Raw data:
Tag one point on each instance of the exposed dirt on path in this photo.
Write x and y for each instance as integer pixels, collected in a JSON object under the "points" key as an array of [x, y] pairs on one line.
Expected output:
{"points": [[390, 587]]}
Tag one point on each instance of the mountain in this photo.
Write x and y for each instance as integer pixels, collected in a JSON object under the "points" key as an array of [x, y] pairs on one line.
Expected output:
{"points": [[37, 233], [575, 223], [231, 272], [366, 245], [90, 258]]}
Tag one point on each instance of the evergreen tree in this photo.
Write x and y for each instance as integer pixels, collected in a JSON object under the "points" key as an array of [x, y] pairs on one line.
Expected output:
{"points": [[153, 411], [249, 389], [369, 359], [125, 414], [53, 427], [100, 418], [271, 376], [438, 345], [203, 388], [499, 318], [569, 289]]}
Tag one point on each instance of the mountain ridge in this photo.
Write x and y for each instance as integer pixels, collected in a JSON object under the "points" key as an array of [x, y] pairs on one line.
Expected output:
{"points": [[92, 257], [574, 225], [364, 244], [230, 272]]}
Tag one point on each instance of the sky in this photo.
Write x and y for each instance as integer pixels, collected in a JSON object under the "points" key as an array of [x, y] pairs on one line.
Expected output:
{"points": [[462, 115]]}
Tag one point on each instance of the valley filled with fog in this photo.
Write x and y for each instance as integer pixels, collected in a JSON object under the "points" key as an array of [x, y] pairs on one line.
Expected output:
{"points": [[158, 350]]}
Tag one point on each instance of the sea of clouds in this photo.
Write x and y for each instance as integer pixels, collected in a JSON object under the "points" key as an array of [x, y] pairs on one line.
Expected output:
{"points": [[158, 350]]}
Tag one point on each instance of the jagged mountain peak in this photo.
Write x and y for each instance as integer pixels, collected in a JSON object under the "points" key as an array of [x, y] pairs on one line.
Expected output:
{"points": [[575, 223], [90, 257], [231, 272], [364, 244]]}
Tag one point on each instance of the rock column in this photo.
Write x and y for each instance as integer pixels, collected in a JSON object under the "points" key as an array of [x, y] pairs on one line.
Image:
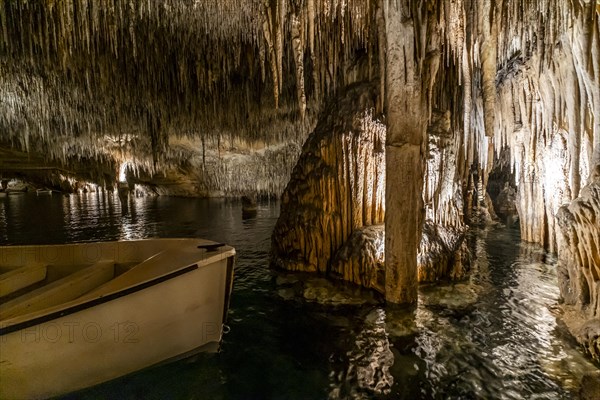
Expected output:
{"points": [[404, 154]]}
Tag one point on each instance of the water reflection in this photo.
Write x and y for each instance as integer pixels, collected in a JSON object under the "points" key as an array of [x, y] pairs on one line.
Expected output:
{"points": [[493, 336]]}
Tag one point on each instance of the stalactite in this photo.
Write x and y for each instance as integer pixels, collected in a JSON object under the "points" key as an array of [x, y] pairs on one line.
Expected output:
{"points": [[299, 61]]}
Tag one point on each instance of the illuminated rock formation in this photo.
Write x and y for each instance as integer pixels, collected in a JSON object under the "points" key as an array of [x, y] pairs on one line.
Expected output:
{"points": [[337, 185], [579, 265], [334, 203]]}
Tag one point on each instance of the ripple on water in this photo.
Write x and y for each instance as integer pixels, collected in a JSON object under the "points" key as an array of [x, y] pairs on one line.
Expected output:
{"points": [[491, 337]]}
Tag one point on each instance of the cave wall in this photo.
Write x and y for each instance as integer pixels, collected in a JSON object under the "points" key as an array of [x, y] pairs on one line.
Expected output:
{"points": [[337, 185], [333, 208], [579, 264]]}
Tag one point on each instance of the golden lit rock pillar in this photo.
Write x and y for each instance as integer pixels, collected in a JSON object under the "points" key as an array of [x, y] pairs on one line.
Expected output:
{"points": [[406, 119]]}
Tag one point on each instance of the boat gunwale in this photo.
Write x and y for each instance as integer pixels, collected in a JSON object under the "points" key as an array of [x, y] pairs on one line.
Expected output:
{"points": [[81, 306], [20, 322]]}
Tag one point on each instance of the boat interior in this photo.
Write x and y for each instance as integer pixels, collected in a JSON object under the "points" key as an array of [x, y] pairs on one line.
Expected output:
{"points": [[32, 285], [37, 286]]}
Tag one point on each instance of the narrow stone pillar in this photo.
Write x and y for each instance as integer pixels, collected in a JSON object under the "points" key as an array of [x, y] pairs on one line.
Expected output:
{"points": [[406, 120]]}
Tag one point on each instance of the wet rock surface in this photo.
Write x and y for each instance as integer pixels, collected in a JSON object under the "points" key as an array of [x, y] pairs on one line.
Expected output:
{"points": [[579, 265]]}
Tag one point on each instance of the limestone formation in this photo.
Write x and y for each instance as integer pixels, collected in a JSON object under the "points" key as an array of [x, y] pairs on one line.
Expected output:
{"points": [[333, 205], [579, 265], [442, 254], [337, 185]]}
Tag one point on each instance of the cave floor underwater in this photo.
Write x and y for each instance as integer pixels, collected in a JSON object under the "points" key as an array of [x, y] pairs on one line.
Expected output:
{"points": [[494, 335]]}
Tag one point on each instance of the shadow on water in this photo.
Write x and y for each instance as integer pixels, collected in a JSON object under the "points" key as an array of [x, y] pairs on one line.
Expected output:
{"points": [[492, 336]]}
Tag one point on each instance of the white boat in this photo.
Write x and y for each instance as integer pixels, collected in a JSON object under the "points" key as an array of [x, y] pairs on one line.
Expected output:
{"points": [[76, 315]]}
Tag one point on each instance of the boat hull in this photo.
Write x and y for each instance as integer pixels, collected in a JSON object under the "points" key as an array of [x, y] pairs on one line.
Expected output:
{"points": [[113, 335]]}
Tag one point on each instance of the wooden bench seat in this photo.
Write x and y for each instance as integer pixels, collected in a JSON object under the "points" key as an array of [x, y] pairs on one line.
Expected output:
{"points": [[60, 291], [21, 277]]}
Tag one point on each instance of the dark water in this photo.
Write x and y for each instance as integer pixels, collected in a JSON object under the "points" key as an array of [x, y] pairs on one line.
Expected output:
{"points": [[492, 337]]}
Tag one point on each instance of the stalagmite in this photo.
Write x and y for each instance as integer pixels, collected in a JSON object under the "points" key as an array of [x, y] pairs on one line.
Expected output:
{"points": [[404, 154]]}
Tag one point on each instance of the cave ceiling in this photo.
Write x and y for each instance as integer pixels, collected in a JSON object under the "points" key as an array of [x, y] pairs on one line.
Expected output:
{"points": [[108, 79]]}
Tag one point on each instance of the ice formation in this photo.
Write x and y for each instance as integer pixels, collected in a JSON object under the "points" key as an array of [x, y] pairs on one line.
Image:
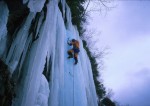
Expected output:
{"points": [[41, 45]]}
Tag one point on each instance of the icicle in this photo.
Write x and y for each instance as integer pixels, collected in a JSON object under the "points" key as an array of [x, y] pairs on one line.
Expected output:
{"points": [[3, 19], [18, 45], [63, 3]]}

Task statement:
Please transcribe every record above exactly as written, leaving out the pictures.

Answer space:
Tag one point on each instance of the exposed dirt on path in this photo.
Write x and y for each instance as integer pixels, collected in a JSON object under the "points" key as an array of [x, y] pairs on one line.
Expected output:
{"points": [[390, 587]]}
Tag one point on each instance of the mountain in this photo.
Write x and y for each instance as integer pixels, collected in a JSON object under the "points" key as an array of [x, y] pairs on one line.
Expected output:
{"points": [[37, 233], [575, 223], [231, 272], [366, 245], [90, 258]]}
Tag one point on each instance of the evergreen tree in this photo.
Write x and y for each instance as integer pixels, collected in a JSON object under the "points" key as an array of [x, y] pairs on one line.
Expected output:
{"points": [[153, 411], [249, 389], [369, 359], [125, 414], [53, 427], [100, 418], [271, 376], [438, 345], [203, 388], [499, 318], [569, 289]]}
Tag one point on each instance of the mountain ridge in this photo.
Write x and y for each instance as integer pixels, collected in a JSON object under the "points" key as an array of [x, y] pairs on one line.
Expected output:
{"points": [[92, 257], [574, 225], [364, 244], [230, 272]]}
Tag one point on each instance of the sky in this photo.
Write x and y for each instance as integer pixels, collected in a JSON object under the "points" key as an array of [x, y] pairs on one line.
Expected output:
{"points": [[462, 115]]}
Tag one point on each instance of the valley filled with fog in this photo.
Write x and y for each instance as integer pixels, collected in a JSON object under the "points" key as an array of [x, y] pairs on one line.
Expected output:
{"points": [[158, 350]]}
Tag one point on each instance of the sea of clouds in this photo.
Write x and y for each instance as integer pixels, collected in a JSON object under the "points" key as an array of [x, y] pairs on one line.
Expected output:
{"points": [[158, 350]]}
Tag one point on each instance of the jagged mountain peak in this photo.
Write x and y for each instance as integer pixels, collected in a JSON object under the "points" key as an array of [x, y] pairs on one line.
Expected output:
{"points": [[575, 223], [90, 257], [231, 272], [364, 244]]}
Tag one point on each instance of the rock column in this photo.
Write x and y for each instance as integer pixels, collected in a JSON object under the "points" key as an array of [x, y] pairs on one line.
Image:
Expected output:
{"points": [[404, 154]]}
Tag one point on each instance of the water reflection in this photo.
Write x and y for each instance as integer pixels, collected in a JSON object under the "points" key as an array of [x, y] pairs on one line.
Expected output:
{"points": [[493, 336]]}
Tag one point on each instance of the stalactite in this photo.
Write x and y for each instance as integer pixels, collected in a JSON object under the "points" key as an array of [x, y] pairs on one line.
Expected output:
{"points": [[299, 61]]}
Tag one point on each instance of the illuminated rock formation in this photo.
Write x and y for each instance as integer pixels, collected in a JSON object under the "points" key as an array of [x, y] pairs on one line.
Expected output:
{"points": [[337, 185], [579, 265], [334, 203]]}
Tag one point on each instance of the ripple on water in this photo.
Write x and y for each instance as integer pixels, collected in a JSON object under the "points" key as an array of [x, y] pairs on one line.
Expected output:
{"points": [[491, 337]]}
Tag one point on each instance of the cave wall in this photo.
Write x and y for each instance as integer pixels, collected in a JSON object under the "points" key as an array of [x, y] pairs on one line.
Expected output:
{"points": [[337, 185], [333, 208], [579, 264]]}
Tag one point on each instance of the golden lit rock pillar in this photo.
Write x and y for each instance as integer pixels, collected in a JSON object under the "points" key as an array of [x, y] pairs on one line.
Expected output:
{"points": [[406, 119]]}
Tag one point on each instance of the boat gunwale in this photo.
Write x and y for each instance as integer pixels, collected in a JSON object under the "points" key as an array of [x, y] pairs on one line.
Expected output:
{"points": [[81, 306], [20, 322]]}
Tag one point on each instance of the boat interior in this photo.
Write x and y for each instance as integer pixels, collected in a JSON object under the "points" key as an array of [x, y] pairs on one line.
Expected output:
{"points": [[32, 285], [37, 286]]}
Tag one point on each instance of the narrow stone pillar in this photo.
Write x and y for each instance as integer pixels, collected in a JSON object under the "points" key as an array of [x, y] pairs on one line.
Expected output:
{"points": [[406, 120]]}
Tag one point on each instance of the wet rock surface in this photo.
Write x and y for each instance as integer pixels, collected in a JSON object under the "points" key as an array of [x, y] pairs on one line.
Expected output:
{"points": [[579, 265]]}
Tag one point on each instance of the limestone formation in this photo.
Write x and y for each instance as integer pixels, collected in a JSON object under the "points" key as an array of [x, y] pairs on one line.
Expected output:
{"points": [[333, 205], [579, 265], [442, 254], [337, 185]]}
Tag one point on each instance of the cave floor underwater in this photo.
Write x and y for each instance as integer pixels, collected in a JSON object under the "points" key as an array of [x, y] pairs on one line.
Expected output:
{"points": [[494, 335]]}
Tag one point on each instance of the shadow on water in this photo.
Write x and y for each instance as integer pixels, collected in a JSON object under the "points" key as an array of [x, y] pairs on one line.
Expected output:
{"points": [[492, 336]]}
Tag one point on each instance of the white boat in this photo.
Write x and y for each instance as integer pixels, collected in a JSON object under the "points" key as an array of [x, y] pairs on one line.
Expected output:
{"points": [[76, 315]]}
Tag one point on each instance of the boat hull in this photo.
Write x and y for each instance as integer pixels, collected in a JSON object under the "points" key as an array of [x, y] pairs on one line.
Expected output:
{"points": [[113, 335]]}
Tag one point on each instance of the wooden bench seat in this photo.
Write x and y for each instance as integer pixels, collected in a JSON object under the "points" key as an array of [x, y] pairs on one line.
Expected output:
{"points": [[60, 291], [21, 277]]}
Tag one point on each instance of the dark water in this photo.
Write x and y for each instance as integer pixels, collected in a JSON object under the "points" key as an array of [x, y] pairs on one line.
Expected output:
{"points": [[492, 337]]}
Tag one point on each instance of the stalagmite in this photo.
Write x and y for each instance as integer pixels, collected in a JSON object under the "points" key as an array of [x, y] pairs on one line.
Expected output:
{"points": [[404, 154]]}
Tag one point on each instance of the cave ceiling in this photo.
Write x and y for each instance as integer pixels, collected in a JSON object under the "points" key as an array of [x, y] pairs on one line.
Expected output:
{"points": [[108, 79]]}
Tag one point on each instance of the ice formation in this photo.
Write x and y for each instance as integer pixels, collected in a JSON object under the "points" key as an array of [x, y] pairs on one line.
Image:
Expected output:
{"points": [[41, 45]]}
Tag one point on each instance of the icicle in this photo.
Write x and y for each instance as integer pixels, collected in a JSON object under the "points" key as an array of [x, y] pairs on one line.
Expected output:
{"points": [[3, 19], [18, 45], [63, 3]]}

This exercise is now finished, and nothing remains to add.